* _TO BE DONE_
Change every "one marker each" in the entries below to "a single marker each", and keep all other text as it is.

--*--

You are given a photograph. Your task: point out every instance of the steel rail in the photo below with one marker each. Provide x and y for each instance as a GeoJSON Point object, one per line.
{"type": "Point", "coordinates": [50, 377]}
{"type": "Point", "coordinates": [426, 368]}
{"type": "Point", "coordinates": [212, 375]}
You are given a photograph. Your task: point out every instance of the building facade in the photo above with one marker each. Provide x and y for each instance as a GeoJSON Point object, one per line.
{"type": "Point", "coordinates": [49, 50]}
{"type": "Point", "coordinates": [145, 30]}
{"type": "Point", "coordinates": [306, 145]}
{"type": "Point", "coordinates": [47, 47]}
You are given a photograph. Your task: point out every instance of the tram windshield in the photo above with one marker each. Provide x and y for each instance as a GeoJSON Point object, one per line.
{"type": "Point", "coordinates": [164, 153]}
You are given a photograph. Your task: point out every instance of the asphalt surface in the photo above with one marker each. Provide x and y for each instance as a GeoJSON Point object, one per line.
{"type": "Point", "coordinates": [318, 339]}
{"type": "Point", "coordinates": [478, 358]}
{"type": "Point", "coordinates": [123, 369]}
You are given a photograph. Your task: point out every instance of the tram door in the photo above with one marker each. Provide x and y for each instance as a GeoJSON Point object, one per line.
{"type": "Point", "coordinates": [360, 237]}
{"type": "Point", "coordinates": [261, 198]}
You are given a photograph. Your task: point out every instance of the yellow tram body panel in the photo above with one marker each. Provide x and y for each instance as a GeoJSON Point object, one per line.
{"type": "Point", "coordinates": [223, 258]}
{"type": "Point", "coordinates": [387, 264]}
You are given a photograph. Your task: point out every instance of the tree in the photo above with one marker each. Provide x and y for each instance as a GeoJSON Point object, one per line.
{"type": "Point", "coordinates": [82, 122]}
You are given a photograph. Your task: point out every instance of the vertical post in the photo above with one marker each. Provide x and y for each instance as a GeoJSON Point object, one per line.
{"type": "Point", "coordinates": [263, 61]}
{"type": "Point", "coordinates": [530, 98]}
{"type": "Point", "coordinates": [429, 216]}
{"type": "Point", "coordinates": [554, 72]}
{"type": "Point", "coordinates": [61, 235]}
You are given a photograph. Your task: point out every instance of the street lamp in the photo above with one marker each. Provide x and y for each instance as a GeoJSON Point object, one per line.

--*--

* _COMPLETED EXERCISE_
You are given a photograph. Your task: point out every instance of the steel rail in the photo below with a single marker each. Provide x and y for each instance as a GeoJSON Point object, one per line.
{"type": "Point", "coordinates": [50, 377]}
{"type": "Point", "coordinates": [426, 368]}
{"type": "Point", "coordinates": [212, 375]}
You are given a photograph. Your task: point out every instance of the building facade in the photo above with a single marker each. Provide x and y for each instance as a GeoJSON Point object, one per line.
{"type": "Point", "coordinates": [49, 50]}
{"type": "Point", "coordinates": [145, 30]}
{"type": "Point", "coordinates": [306, 145]}
{"type": "Point", "coordinates": [47, 47]}
You are given a photograph. Your task: point out every instance of the tram windshield in the photo above with a single marker each. Provide x and y for each instance as a GeoJSON Point object, one per line.
{"type": "Point", "coordinates": [164, 153]}
You are given a photograph. Your task: point out every instance of the asphalt surface in the photo above with a single marker each. Provide x and y for each instance as a GeoJSON Point object, one per line.
{"type": "Point", "coordinates": [318, 339]}
{"type": "Point", "coordinates": [478, 358]}
{"type": "Point", "coordinates": [123, 369]}
You are given a photograph. Your task: point out every instance of the tram door in the photo above with a single marker each. Provide x and y for each instance as a GeoJSON Point object, one per line.
{"type": "Point", "coordinates": [360, 237]}
{"type": "Point", "coordinates": [261, 198]}
You are given a photograph. Your task: point out every instance of the yellow tram body panel in the photo above with a single marker each. Provide x and y for each instance as a GeoJSON Point object, one per line.
{"type": "Point", "coordinates": [223, 258]}
{"type": "Point", "coordinates": [387, 264]}
You are given a photograph. Your task: point out every instance of the tree in the photo above with a single marker each. Provide x and y for each instance as a GeoJSON Point object, one per line.
{"type": "Point", "coordinates": [82, 122]}
You are given a photograph. Your task: point out every instance of the vertical post in the photo above with a single marker each. Provide x and y for each instance as a GeoJSON Point object, one per line.
{"type": "Point", "coordinates": [263, 61]}
{"type": "Point", "coordinates": [530, 98]}
{"type": "Point", "coordinates": [429, 216]}
{"type": "Point", "coordinates": [554, 72]}
{"type": "Point", "coordinates": [61, 235]}
You are given a photograph. Your task: point out every instance of the street lamp in the photo above with a single marker each. Provide x and y for each instance as a GeoJSON Point object, one per line.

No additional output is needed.